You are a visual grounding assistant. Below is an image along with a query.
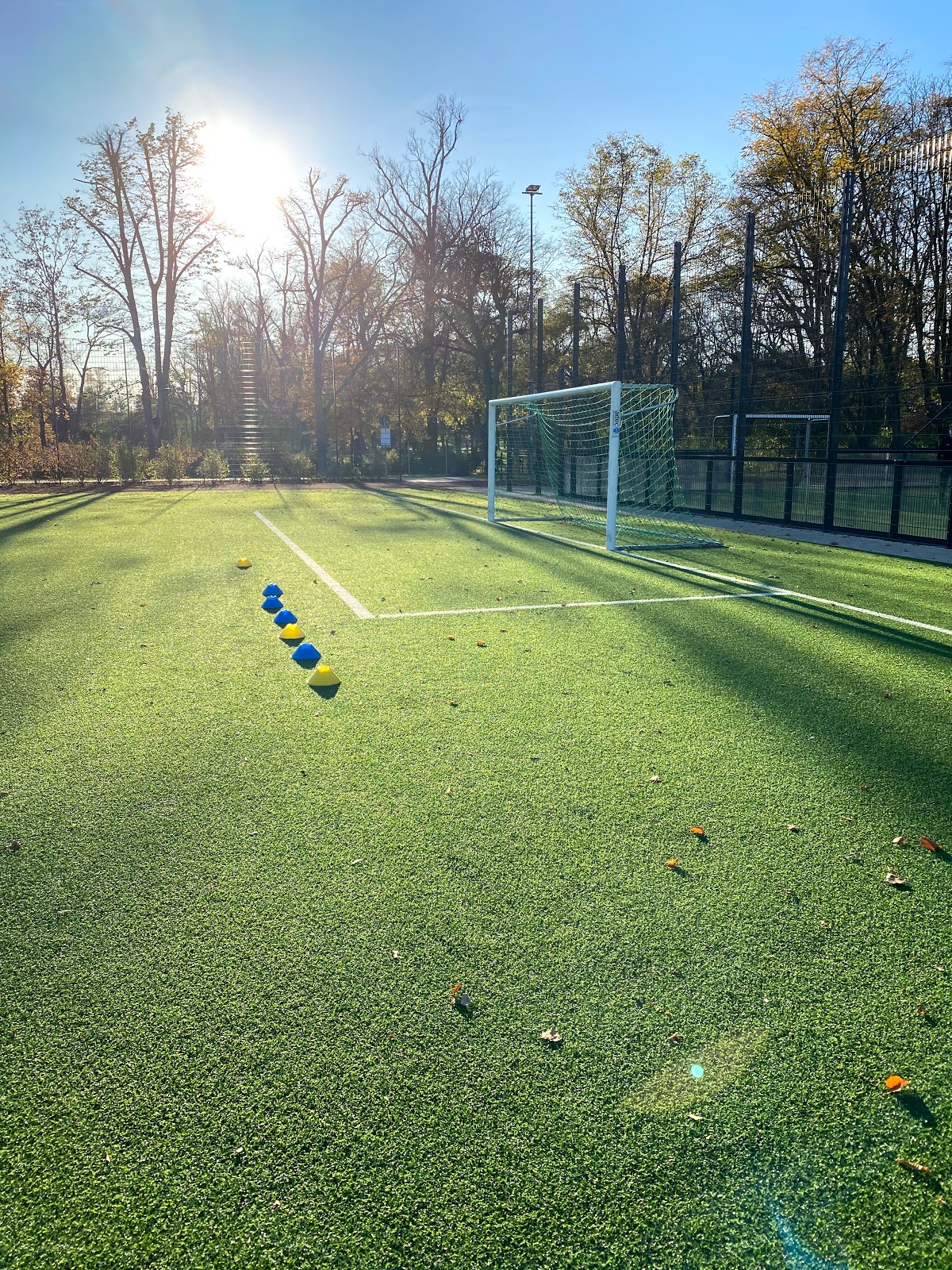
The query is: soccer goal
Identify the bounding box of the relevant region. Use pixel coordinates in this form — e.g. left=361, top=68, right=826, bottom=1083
left=486, top=379, right=720, bottom=551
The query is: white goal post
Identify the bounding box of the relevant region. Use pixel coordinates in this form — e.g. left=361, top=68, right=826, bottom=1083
left=486, top=379, right=713, bottom=551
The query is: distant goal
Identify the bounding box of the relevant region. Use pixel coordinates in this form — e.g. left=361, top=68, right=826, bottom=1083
left=487, top=379, right=720, bottom=551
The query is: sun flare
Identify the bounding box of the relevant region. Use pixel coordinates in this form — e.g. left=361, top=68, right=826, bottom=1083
left=202, top=121, right=294, bottom=248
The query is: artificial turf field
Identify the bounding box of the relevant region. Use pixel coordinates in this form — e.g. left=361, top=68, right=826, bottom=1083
left=0, top=489, right=952, bottom=1270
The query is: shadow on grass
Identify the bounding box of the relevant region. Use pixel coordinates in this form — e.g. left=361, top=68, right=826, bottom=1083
left=0, top=489, right=112, bottom=541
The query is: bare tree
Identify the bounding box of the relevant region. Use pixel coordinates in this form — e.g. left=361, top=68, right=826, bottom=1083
left=66, top=110, right=220, bottom=452
left=279, top=167, right=370, bottom=472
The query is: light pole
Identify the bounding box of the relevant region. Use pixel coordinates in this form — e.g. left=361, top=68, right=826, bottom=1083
left=523, top=186, right=539, bottom=392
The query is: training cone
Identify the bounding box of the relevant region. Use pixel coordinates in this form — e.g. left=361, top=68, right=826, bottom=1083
left=290, top=644, right=321, bottom=662
left=307, top=665, right=340, bottom=688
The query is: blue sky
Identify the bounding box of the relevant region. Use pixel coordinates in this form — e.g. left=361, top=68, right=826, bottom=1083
left=0, top=0, right=952, bottom=242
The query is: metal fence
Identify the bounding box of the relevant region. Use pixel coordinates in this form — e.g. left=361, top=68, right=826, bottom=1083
left=678, top=452, right=952, bottom=548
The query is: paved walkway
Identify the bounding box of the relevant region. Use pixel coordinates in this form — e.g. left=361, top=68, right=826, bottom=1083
left=694, top=513, right=952, bottom=565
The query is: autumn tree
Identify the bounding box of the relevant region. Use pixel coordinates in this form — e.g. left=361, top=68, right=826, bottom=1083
left=66, top=110, right=221, bottom=453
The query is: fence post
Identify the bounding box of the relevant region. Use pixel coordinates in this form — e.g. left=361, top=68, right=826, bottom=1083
left=890, top=457, right=905, bottom=538
left=734, top=212, right=754, bottom=521
left=823, top=171, right=855, bottom=533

=====

-- Stated task --
Lay out every line of the material above as a Markdown table with the columns No. and Line, numbering the rows in order and skipping any blank lines. Leave the picture out of the table.

-- Answer to this problem --
| No. | Line |
|---|---|
| 1 | You are a visual grounding assistant. Below is an image along with a query. |
| 2 | The query is: soccer goal |
| 3 | Identify the bounding box of the relevant region. Use pixel coordinates in this form — e.g. left=361, top=68, right=826, bottom=1083 |
| 4 | left=486, top=379, right=720, bottom=551 |
| 5 | The query is: white goal post |
| 6 | Identify the bounding box of the relevant region. Use pixel coordinates in this form — e.g. left=361, top=68, right=826, bottom=1083 |
| 7 | left=486, top=379, right=713, bottom=551 |
| 8 | The query is: distant goal |
| 9 | Identify the bounding box of the relevant region. Use pixel coordinates in this form — e.g. left=361, top=68, right=826, bottom=1083 |
| 10 | left=487, top=379, right=720, bottom=551 |
| 11 | The query is: sun flare |
| 12 | Identify the bounding box of the relevant region. Use pixel coordinates in this form — e.g. left=361, top=68, right=826, bottom=1083 |
| 13 | left=202, top=121, right=294, bottom=248 |
| 14 | The query is: artificial turf field |
| 15 | Identify the bounding box of the relevant region. Use pixel coordinates in this form — e.g. left=361, top=68, right=826, bottom=1083 |
| 16 | left=0, top=489, right=952, bottom=1270 |
| 17 | The query is: shadow on grass |
| 18 | Identify the bounding box of the relevant region. Use pixel coordinates in this form — e.g. left=361, top=68, right=826, bottom=1083 |
| 19 | left=0, top=489, right=112, bottom=541 |
| 20 | The query is: bare tree |
| 21 | Identify the bounding box of the relevant region. Use pixel coordinates in this form — e.g. left=361, top=68, right=826, bottom=1083 |
| 22 | left=66, top=110, right=220, bottom=452 |
| 23 | left=279, top=167, right=370, bottom=472 |
| 24 | The query is: light pole |
| 25 | Identify the bounding box of the relevant region. Use pixel coordinates in this form — e.g. left=361, top=68, right=826, bottom=1083 |
| 26 | left=523, top=186, right=539, bottom=392 |
| 27 | The query is: training cone |
| 28 | Identify the bounding box of the relevant region. Use pixel coordinates in this form — e.g. left=361, top=68, right=826, bottom=1083 |
| 29 | left=290, top=644, right=321, bottom=662 |
| 30 | left=307, top=665, right=340, bottom=688 |
| 31 | The query is: blue sky |
| 32 | Identify the bounding box of the relevant region. Use pixel coordinates in this form — e.g. left=361, top=68, right=826, bottom=1083 |
| 33 | left=0, top=0, right=952, bottom=242 |
| 34 | The query is: metal fence |
| 35 | Identify the bounding box of the relevant region. Use pixel coordinates in this form — e.g. left=361, top=68, right=826, bottom=1083 |
| 36 | left=678, top=452, right=952, bottom=548 |
| 37 | The query is: paved walkway |
| 38 | Identify the bounding box of the relevant region. Use pixel coordinates in this form — e.g. left=361, top=68, right=826, bottom=1083 |
| 39 | left=694, top=513, right=952, bottom=565 |
| 40 | The query is: autumn tree |
| 41 | Identify the bounding box of the relevant region. Use pixel coordinates in this form — e.g. left=361, top=68, right=826, bottom=1083 |
| 42 | left=66, top=110, right=221, bottom=453 |
| 43 | The query is: fence post |
| 44 | Identify the bounding box of the relevant region. Use pixel coordinates in this form — e.g. left=361, top=68, right=826, bottom=1083 |
| 45 | left=890, top=457, right=905, bottom=538 |
| 46 | left=734, top=212, right=754, bottom=521 |
| 47 | left=823, top=171, right=855, bottom=533 |